Please repeat the items below, changing each "annotation pipeline" to "labeling workflow" and leaving everything else as it is.

┌──

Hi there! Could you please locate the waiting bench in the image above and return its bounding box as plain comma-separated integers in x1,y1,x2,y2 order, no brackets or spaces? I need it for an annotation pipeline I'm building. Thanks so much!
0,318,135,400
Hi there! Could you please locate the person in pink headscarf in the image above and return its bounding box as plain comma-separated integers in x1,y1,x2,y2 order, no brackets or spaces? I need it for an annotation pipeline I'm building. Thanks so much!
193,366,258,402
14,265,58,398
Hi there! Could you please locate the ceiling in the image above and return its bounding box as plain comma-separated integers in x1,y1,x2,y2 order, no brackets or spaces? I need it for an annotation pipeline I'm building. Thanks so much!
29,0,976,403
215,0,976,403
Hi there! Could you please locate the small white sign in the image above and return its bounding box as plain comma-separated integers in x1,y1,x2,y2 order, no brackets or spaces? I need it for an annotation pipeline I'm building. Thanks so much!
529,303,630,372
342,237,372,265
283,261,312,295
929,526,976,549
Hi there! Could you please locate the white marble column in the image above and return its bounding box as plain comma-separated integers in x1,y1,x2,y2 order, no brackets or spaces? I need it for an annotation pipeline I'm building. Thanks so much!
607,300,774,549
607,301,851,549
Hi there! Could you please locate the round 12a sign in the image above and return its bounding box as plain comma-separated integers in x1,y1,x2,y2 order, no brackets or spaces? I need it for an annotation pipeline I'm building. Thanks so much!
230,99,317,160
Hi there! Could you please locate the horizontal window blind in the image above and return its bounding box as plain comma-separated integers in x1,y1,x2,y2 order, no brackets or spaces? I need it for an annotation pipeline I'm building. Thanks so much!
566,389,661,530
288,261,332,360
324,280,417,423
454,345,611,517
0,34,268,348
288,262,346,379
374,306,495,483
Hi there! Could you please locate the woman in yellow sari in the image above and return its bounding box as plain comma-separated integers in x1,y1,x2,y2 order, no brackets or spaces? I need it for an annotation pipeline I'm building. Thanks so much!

└──

** ANSWER FOR THIS EXERCISE **
Hi there! Could you please locate the waiting bench in the image above and return its bounding box as plain comma-separated integers in x1,y1,x2,y2 order, no brackets or spaces? I need it for an labeling workflow I'm building. Thanks so much!
0,318,135,400
Hi there! Could you please locate the person in pink headscarf in the image above and return its bounding box as plain comma-separated integers in x1,y1,x2,y2 order, no brackets or spaces? I need it for an labeling workflow I'm building. Thanks so much!
193,366,258,402
14,265,58,398
Hi there! Could you please locate the ceiling in the image above and return its bounding box as plain comma-separated integers in x1,y1,x2,y2 order, no brackets or spaces? I need it for an labeling workflow I'm building. Thanks so much!
29,0,976,403
215,0,976,403
Hi there! Could you please locate the small white sign in the image above and return its bounding box as plain comma-separated integers in x1,y1,x2,y2 order, no brackets or spaces? I need it for an labeling workflow I'm building. Thanks so much!
529,303,630,372
342,237,372,265
283,261,312,295
929,526,976,549
Hi there! Could you please locate the white marble column in the image above and return its bounding box as plain comma-separated integers in x1,y1,x2,y2 order, no brackets or spaces? I need it for an labeling workflow I'm building. Thanks so much!
607,300,774,549
607,301,851,549
Hi there! Could you please locate the round 12a sign in the image above and return its bounding box as plain comma-separated integers in x1,y1,x2,y2 order, no brackets or spaces? I need it for an labeling workflow I'm building. Thanks so much!
230,99,317,160
Hi there! Could you please locate the horizontal window blind in the image above and return its bounding box as plain comma-separated integers in x1,y1,x2,y2 order, no brackets or spaces? I need it for an labeling workflow I'm building. Thanks so much!
566,389,661,530
288,261,332,360
324,280,417,423
454,345,611,517
0,34,268,348
288,262,346,379
374,306,495,483
Hi there! Could you please locate the woman in yellow sari in the image above and return its bounding box as plain comma-separated integers in x1,y1,x2,y2 order, no brackets or spaces? I need it for an labeling workflow I'm building. Thanks so much!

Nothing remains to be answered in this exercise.